Each entry that follows needs to be written out exactly, with nothing left out.

• **Excerpted records**:
Segment Open

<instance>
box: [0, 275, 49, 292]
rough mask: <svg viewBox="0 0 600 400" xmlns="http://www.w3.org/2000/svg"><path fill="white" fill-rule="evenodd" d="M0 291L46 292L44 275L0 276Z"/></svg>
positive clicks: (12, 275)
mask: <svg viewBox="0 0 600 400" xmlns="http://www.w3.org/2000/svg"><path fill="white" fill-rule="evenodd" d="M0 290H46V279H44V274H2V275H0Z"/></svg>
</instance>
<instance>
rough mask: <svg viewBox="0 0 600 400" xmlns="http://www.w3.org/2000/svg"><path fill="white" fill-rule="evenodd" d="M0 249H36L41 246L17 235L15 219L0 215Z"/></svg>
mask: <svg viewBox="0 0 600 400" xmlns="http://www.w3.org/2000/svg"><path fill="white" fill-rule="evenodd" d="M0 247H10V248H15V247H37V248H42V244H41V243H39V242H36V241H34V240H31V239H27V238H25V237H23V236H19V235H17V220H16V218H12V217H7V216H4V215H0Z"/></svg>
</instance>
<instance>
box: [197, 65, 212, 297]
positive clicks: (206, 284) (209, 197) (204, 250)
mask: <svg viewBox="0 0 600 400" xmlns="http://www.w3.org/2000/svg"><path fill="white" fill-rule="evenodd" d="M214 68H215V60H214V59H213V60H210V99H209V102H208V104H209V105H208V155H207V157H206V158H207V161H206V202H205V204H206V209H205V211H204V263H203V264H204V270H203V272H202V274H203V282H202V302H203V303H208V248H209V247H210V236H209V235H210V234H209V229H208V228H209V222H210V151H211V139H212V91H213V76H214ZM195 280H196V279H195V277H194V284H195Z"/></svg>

Segment Closed

• **Solution for this exercise**:
<instance>
box: [0, 275, 49, 292]
rough mask: <svg viewBox="0 0 600 400" xmlns="http://www.w3.org/2000/svg"><path fill="white" fill-rule="evenodd" d="M0 291L46 292L44 275L0 276Z"/></svg>
positive clicks: (12, 275)
mask: <svg viewBox="0 0 600 400" xmlns="http://www.w3.org/2000/svg"><path fill="white" fill-rule="evenodd" d="M0 290H46V279H44V274H2V275H0Z"/></svg>
</instance>
<instance>
rough mask: <svg viewBox="0 0 600 400" xmlns="http://www.w3.org/2000/svg"><path fill="white" fill-rule="evenodd" d="M0 249H36L41 246L17 235L15 219L0 215Z"/></svg>
mask: <svg viewBox="0 0 600 400" xmlns="http://www.w3.org/2000/svg"><path fill="white" fill-rule="evenodd" d="M0 247H10V248H15V247H37V248H42V244H41V243H39V242H36V241H34V240H31V239H27V238H25V237H23V236H19V235H17V220H16V218H12V217H7V216H4V215H0Z"/></svg>
</instance>
<instance>
box: [197, 65, 212, 297]
positive clicks: (206, 284) (209, 197) (204, 250)
mask: <svg viewBox="0 0 600 400" xmlns="http://www.w3.org/2000/svg"><path fill="white" fill-rule="evenodd" d="M214 68H215V60H214V59H213V60H210V99H209V102H208V104H209V105H208V155H207V157H206V158H207V161H206V202H205V204H206V209H205V211H204V263H203V264H204V270H203V272H202V274H203V282H202V302H203V303H208V248H209V247H210V236H209V235H210V234H209V229H208V228H209V222H210V151H211V139H212V91H213V76H214ZM195 280H196V279H195V277H194V284H195Z"/></svg>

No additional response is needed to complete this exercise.